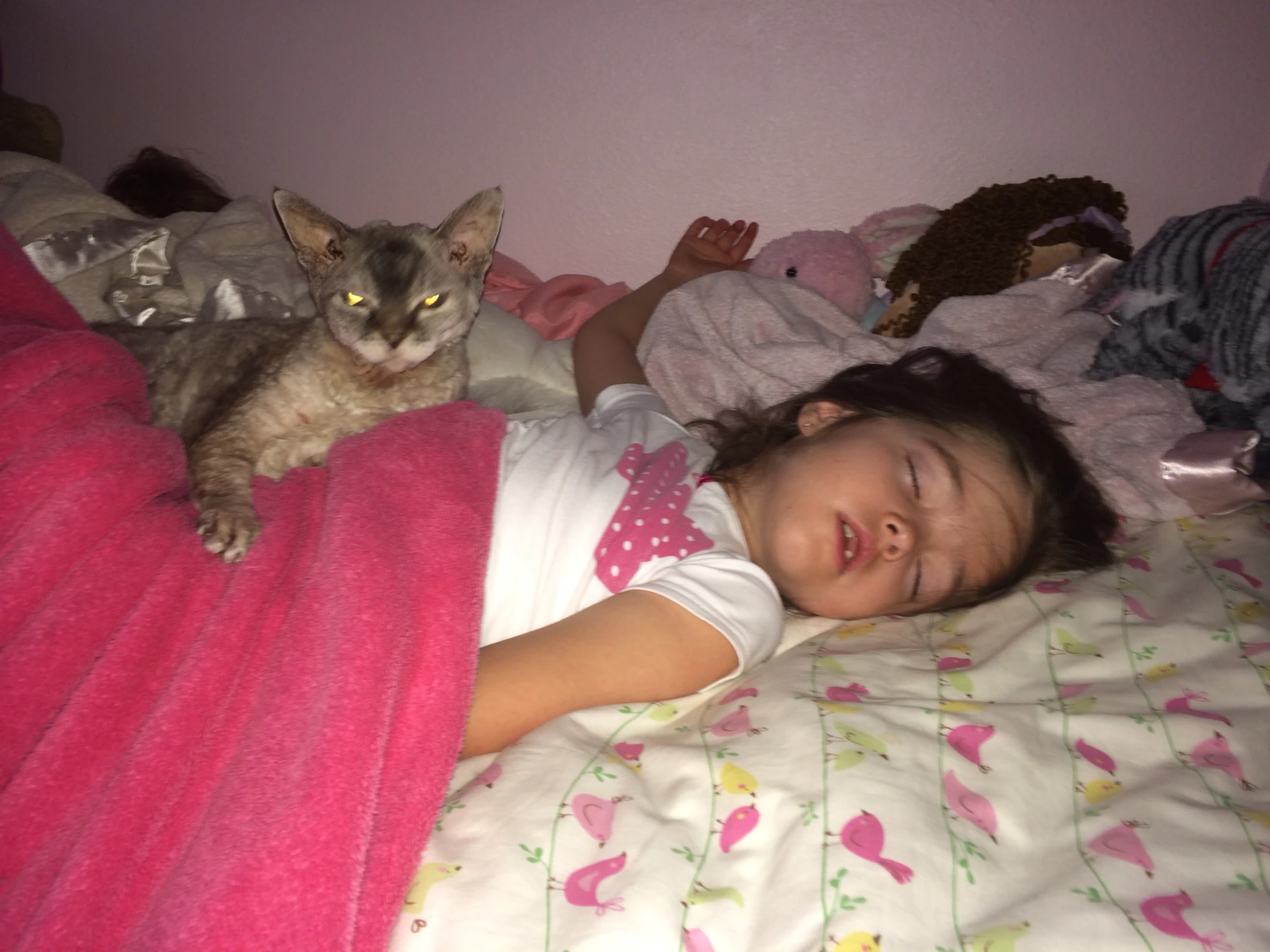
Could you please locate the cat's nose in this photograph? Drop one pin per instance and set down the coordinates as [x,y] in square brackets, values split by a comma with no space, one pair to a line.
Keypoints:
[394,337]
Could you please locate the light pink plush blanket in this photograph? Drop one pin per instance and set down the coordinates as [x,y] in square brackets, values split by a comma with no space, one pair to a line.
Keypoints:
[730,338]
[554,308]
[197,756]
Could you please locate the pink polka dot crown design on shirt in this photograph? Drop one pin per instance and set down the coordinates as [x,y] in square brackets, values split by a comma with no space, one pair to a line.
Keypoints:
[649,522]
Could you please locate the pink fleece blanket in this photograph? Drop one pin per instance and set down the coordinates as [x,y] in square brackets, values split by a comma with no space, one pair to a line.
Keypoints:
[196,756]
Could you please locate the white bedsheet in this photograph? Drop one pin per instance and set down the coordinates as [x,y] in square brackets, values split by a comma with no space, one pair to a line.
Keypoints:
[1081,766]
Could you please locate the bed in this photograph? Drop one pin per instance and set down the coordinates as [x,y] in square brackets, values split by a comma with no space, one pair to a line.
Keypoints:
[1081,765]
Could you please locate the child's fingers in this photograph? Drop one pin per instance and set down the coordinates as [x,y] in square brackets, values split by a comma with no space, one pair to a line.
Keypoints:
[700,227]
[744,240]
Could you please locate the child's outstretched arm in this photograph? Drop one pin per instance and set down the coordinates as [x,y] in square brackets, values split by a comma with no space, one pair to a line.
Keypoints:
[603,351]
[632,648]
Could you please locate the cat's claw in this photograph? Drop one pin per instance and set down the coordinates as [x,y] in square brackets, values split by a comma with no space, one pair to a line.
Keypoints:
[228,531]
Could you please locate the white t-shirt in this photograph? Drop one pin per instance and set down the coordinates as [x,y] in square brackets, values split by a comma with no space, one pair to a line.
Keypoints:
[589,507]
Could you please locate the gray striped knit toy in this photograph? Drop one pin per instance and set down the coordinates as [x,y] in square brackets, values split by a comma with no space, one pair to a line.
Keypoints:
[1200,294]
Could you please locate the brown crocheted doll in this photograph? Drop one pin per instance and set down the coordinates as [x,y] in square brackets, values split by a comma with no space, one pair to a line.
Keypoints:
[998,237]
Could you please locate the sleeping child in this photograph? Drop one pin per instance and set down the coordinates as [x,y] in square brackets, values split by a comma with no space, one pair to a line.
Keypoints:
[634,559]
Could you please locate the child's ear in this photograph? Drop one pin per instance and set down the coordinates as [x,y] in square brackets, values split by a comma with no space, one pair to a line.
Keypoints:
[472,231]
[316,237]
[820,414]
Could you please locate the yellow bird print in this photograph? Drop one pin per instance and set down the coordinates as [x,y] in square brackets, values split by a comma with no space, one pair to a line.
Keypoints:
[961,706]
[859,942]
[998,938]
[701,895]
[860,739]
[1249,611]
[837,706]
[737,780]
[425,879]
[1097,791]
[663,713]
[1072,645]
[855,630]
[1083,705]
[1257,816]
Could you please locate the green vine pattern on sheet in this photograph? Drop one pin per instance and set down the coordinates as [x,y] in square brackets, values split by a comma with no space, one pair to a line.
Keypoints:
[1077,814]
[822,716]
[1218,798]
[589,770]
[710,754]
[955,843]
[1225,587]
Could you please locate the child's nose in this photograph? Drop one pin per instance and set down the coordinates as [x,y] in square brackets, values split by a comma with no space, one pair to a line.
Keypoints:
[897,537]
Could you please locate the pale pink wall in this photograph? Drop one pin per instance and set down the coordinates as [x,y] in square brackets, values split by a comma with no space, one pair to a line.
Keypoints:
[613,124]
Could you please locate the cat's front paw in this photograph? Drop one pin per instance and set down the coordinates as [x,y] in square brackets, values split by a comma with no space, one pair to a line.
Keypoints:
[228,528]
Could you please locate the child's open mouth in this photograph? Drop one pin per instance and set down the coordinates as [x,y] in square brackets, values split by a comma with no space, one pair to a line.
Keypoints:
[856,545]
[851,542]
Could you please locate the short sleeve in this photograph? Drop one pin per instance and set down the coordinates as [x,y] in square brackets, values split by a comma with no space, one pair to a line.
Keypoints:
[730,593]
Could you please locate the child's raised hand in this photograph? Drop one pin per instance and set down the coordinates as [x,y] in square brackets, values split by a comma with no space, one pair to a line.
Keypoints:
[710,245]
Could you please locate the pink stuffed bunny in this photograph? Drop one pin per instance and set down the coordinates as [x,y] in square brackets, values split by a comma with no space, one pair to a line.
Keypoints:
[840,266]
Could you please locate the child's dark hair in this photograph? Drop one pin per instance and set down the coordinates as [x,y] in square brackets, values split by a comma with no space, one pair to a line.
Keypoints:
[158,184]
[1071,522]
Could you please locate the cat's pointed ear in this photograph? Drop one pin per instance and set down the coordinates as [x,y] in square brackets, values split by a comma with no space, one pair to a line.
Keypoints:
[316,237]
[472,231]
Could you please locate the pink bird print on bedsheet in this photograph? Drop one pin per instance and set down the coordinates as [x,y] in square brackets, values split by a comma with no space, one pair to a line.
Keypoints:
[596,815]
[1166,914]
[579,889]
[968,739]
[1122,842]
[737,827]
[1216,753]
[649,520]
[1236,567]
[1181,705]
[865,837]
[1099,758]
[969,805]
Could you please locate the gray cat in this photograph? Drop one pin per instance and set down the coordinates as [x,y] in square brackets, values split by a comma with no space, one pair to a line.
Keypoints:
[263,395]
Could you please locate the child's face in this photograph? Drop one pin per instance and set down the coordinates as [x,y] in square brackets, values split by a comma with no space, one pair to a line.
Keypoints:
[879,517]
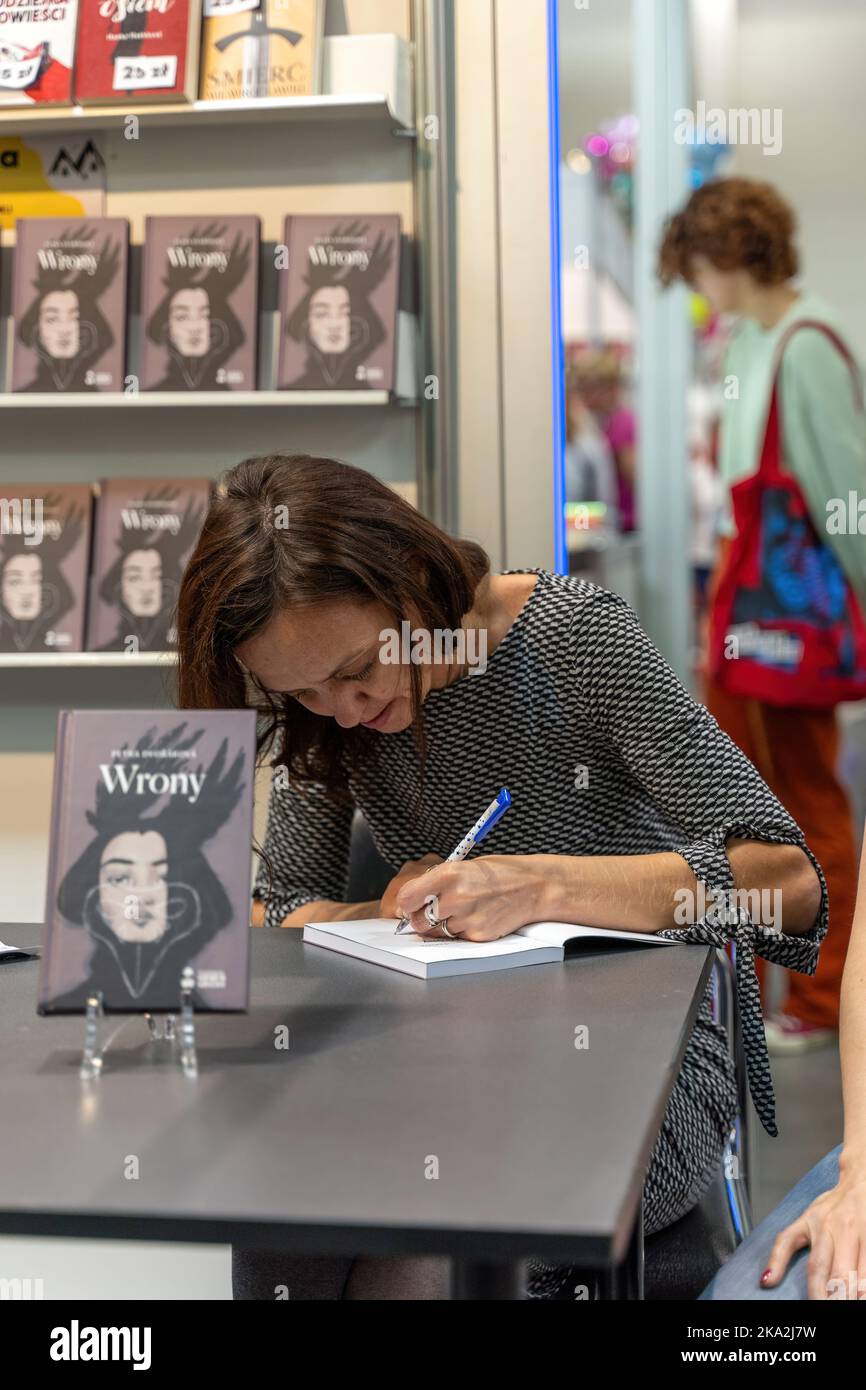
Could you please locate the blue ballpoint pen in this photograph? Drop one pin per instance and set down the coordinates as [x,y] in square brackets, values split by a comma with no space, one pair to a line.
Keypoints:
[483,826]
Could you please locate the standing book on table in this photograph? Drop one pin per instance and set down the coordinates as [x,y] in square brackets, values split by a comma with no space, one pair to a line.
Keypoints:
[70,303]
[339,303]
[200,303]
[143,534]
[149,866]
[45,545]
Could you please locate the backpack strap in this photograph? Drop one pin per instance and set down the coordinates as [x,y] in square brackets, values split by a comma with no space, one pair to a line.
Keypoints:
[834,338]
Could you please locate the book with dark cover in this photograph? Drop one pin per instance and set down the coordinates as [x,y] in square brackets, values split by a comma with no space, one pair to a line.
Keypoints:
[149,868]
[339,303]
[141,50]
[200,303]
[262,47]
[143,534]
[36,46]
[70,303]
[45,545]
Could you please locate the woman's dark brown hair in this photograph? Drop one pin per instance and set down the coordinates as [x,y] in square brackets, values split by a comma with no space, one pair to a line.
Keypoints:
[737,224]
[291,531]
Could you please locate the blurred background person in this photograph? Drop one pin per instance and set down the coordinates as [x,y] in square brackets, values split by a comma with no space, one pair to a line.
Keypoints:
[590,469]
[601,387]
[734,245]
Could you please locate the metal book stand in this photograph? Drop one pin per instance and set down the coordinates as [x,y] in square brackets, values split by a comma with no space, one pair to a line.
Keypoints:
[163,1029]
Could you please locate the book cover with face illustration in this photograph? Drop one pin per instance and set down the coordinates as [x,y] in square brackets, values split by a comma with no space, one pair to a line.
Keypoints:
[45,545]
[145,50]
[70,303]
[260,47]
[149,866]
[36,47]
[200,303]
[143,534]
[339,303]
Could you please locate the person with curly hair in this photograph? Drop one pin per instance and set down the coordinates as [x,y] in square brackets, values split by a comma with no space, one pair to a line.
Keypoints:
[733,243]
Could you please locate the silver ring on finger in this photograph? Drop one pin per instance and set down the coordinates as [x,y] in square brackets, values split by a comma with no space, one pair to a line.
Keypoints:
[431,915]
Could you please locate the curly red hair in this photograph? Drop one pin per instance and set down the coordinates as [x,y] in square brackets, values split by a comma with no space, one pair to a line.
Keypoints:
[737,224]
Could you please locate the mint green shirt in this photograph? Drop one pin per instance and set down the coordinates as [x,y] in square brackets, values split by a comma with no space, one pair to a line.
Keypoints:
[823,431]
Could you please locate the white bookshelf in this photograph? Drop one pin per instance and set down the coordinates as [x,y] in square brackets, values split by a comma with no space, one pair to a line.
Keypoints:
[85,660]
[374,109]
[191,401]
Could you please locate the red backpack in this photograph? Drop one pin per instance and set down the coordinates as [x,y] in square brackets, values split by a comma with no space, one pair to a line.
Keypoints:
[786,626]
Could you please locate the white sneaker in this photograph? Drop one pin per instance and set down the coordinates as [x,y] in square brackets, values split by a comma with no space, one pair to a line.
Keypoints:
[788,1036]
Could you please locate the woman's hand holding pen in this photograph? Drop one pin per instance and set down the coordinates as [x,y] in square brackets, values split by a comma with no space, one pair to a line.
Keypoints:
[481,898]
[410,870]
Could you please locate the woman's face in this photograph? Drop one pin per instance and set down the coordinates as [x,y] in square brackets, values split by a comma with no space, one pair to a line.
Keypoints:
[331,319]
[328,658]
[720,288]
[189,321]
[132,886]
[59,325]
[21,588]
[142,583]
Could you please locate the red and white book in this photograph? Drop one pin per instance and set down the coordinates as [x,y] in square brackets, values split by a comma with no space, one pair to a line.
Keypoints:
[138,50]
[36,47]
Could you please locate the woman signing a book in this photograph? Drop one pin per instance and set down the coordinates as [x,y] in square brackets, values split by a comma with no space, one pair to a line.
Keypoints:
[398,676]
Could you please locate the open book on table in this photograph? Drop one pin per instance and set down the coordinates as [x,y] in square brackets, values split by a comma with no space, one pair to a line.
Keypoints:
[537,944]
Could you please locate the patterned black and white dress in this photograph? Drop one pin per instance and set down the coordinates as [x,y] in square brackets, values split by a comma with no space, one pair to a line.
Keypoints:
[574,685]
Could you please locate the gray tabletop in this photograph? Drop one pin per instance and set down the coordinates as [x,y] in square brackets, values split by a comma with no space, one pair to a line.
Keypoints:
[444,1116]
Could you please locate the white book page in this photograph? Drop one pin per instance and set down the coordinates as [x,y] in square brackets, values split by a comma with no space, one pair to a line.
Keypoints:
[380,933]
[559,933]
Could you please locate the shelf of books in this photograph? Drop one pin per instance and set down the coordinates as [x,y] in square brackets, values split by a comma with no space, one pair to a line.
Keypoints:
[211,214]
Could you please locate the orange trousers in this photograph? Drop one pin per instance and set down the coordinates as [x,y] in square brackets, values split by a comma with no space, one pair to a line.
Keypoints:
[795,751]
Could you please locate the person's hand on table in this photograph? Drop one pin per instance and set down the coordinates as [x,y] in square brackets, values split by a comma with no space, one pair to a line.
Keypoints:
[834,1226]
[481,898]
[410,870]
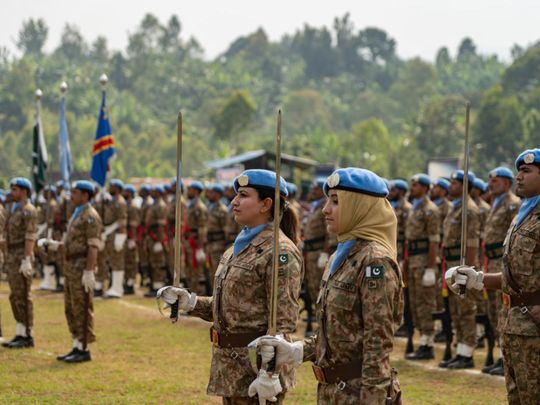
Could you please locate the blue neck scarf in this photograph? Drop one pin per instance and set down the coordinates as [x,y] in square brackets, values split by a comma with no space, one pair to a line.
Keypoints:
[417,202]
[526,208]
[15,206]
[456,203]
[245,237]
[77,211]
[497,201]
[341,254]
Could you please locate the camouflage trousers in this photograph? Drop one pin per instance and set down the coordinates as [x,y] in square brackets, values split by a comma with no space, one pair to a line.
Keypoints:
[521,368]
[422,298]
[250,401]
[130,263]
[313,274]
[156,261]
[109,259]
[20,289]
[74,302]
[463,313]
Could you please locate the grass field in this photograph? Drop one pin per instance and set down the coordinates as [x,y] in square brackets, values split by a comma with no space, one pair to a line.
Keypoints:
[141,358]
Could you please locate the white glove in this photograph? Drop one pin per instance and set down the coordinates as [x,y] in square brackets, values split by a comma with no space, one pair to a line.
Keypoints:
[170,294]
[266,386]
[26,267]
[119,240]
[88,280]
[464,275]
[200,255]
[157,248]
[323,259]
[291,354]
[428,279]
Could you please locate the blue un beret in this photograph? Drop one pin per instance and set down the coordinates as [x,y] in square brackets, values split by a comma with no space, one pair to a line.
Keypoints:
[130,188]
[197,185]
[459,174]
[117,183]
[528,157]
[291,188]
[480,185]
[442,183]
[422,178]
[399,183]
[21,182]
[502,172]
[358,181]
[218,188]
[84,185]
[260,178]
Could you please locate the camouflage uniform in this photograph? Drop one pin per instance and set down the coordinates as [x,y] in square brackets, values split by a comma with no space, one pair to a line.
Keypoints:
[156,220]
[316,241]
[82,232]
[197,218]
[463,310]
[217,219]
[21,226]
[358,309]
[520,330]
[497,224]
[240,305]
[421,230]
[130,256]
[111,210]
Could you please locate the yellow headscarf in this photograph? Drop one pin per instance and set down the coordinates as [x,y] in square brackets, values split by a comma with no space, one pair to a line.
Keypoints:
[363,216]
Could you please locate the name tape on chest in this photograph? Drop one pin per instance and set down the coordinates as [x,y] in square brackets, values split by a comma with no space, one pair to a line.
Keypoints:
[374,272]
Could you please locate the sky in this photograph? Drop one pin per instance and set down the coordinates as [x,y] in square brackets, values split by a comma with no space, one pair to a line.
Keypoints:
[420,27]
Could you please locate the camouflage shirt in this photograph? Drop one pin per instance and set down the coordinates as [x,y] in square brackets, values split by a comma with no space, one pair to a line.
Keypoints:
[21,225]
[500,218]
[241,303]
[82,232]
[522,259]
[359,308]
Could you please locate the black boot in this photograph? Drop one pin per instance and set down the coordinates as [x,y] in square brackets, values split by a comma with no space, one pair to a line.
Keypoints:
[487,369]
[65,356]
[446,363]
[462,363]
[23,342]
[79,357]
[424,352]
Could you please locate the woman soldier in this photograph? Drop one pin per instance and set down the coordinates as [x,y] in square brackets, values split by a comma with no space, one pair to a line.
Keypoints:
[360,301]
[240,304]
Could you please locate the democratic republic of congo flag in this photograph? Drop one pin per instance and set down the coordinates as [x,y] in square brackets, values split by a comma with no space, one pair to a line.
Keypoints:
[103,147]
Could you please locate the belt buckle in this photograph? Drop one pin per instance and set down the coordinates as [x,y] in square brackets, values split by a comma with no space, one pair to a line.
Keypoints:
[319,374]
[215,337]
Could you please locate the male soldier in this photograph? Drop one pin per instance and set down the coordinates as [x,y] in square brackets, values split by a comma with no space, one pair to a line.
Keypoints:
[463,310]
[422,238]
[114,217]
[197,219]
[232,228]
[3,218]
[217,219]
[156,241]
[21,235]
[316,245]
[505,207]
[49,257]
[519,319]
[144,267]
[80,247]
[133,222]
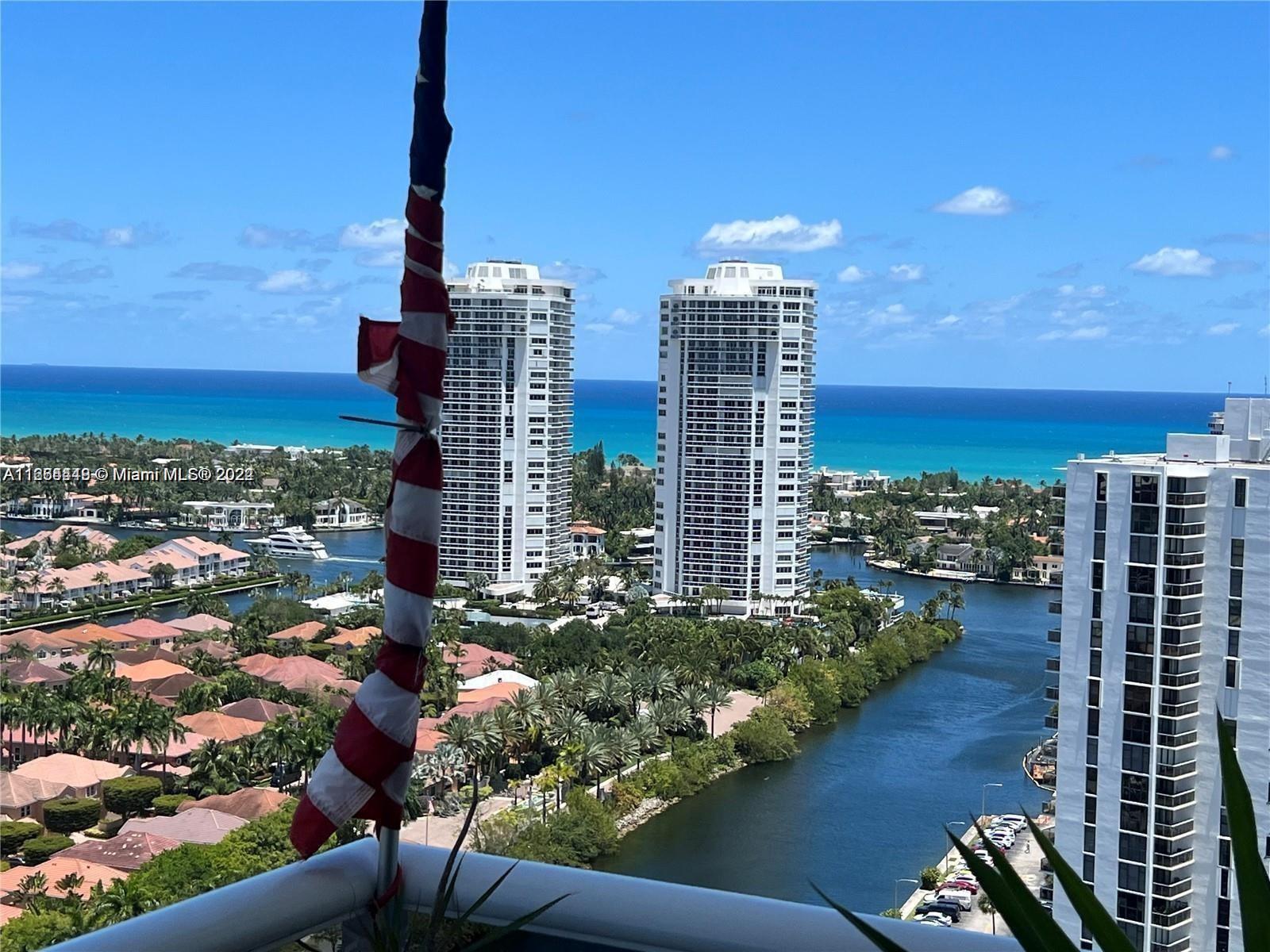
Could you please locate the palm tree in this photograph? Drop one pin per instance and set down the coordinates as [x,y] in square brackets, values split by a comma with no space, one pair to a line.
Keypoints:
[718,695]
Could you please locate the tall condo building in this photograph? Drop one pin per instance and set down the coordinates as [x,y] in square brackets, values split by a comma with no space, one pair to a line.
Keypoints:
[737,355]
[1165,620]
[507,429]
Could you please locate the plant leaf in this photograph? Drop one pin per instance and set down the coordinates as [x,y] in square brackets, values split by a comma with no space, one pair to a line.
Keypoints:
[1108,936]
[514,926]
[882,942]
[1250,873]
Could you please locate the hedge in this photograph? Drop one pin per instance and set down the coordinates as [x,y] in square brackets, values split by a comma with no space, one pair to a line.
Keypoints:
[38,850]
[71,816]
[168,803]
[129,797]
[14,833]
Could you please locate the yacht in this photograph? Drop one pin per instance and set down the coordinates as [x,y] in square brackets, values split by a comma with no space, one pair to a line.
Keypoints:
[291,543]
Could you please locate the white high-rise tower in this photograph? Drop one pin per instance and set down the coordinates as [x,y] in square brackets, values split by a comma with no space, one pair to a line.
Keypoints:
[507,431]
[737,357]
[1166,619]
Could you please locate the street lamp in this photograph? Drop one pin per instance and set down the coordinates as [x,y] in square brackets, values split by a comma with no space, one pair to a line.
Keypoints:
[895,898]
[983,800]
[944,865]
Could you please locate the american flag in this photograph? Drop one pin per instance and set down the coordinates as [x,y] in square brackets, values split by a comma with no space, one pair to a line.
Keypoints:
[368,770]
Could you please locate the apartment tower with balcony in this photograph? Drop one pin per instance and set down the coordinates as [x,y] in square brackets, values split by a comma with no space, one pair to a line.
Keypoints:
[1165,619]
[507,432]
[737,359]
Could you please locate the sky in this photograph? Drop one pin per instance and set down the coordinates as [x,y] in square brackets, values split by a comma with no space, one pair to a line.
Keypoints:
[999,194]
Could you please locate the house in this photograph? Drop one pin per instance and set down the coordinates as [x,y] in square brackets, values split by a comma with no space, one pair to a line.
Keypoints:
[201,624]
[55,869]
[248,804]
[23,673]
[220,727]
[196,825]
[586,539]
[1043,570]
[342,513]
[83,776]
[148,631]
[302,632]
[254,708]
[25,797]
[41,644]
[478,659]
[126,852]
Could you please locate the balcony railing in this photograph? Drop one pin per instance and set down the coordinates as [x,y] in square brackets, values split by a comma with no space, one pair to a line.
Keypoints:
◇ ◇ ◇
▶ _WHAT IS NEEDED_
Search the entries above for "pink". Return every line that has it.

▶ _WRITTEN SOLUTION_
Could you please locate the light pink plush blanket in this photograph? Drop one pin per instance and set down the coordinates as [x,y] in square brackets, values split by a comma with no space, one pair to a line.
Could you please locate the pink polka dot crown design on shirt in this photograph? Drop one pin per instance and set down the coordinates as [x,y] in square brackets, values split by a comma with no space, one pair to a line.
Could you please locate the pink fleece blanket in this photograph? Drop one pin per instance and set down the coordinates as [x,y] in square brackets, values split by a comma with no space, one pair to a line.
Could you please locate the pale pink wall in this photograph? Drop one pin per instance and set down the coordinates as [x,y] in square brackets, values split by a comma with no space, one pair to a line.
Could you please locate the pink stuffed bunny in this photograph? Drop one pin per instance and set down the coordinates as [x,y] in square brackets, values split by a comma with no space, one pair to a line.
Could you please locate the pink bird print on bedsheet in this photograph? Drop one pin per instance and set down the coordinates as [x,y] in square brackets, values split by a comma with no space, one pair to a line.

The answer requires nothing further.